(Stored items)
*** Block opens ***
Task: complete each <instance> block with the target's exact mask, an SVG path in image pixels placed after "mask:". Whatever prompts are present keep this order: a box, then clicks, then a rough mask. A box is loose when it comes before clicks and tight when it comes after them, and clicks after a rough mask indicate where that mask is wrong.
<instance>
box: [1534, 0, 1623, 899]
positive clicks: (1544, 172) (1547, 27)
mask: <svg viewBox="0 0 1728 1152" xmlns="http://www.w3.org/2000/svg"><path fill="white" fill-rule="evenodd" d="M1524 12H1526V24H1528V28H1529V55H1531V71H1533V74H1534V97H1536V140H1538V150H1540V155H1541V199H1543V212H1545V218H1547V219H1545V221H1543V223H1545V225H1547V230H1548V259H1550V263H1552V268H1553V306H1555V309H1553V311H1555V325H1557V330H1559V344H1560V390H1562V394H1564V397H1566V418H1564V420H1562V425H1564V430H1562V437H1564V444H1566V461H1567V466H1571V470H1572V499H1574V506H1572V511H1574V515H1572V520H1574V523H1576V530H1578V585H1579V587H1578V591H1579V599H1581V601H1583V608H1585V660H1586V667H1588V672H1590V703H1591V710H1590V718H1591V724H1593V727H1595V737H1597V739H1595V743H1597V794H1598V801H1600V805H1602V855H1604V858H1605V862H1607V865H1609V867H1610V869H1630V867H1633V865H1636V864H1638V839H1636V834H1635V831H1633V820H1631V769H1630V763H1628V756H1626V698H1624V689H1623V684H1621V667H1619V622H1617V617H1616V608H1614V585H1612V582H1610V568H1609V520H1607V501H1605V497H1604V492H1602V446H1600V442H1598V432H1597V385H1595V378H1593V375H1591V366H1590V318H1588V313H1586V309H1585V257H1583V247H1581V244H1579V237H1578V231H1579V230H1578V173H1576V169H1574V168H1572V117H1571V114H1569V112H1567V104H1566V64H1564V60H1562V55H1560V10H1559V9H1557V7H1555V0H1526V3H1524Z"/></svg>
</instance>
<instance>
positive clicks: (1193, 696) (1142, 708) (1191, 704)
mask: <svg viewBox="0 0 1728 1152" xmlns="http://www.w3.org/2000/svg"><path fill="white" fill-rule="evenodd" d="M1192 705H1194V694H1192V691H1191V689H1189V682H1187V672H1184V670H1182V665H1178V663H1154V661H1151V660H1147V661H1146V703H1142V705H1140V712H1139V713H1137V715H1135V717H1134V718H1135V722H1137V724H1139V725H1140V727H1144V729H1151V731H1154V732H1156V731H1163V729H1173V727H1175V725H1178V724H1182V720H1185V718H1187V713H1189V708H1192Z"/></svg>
*** Block closes ***
Rewrite the lines from the one containing "</instance>" through the one containing "positive clicks: (1193, 696)", replacing "positive clicks" with "foreground clicks" and leaving everything else unchanged. Give only those lines.

• [OUTPUT OF THE TASK]
</instance>
<instance>
foreground clicks: (1193, 696) (1142, 708) (1191, 704)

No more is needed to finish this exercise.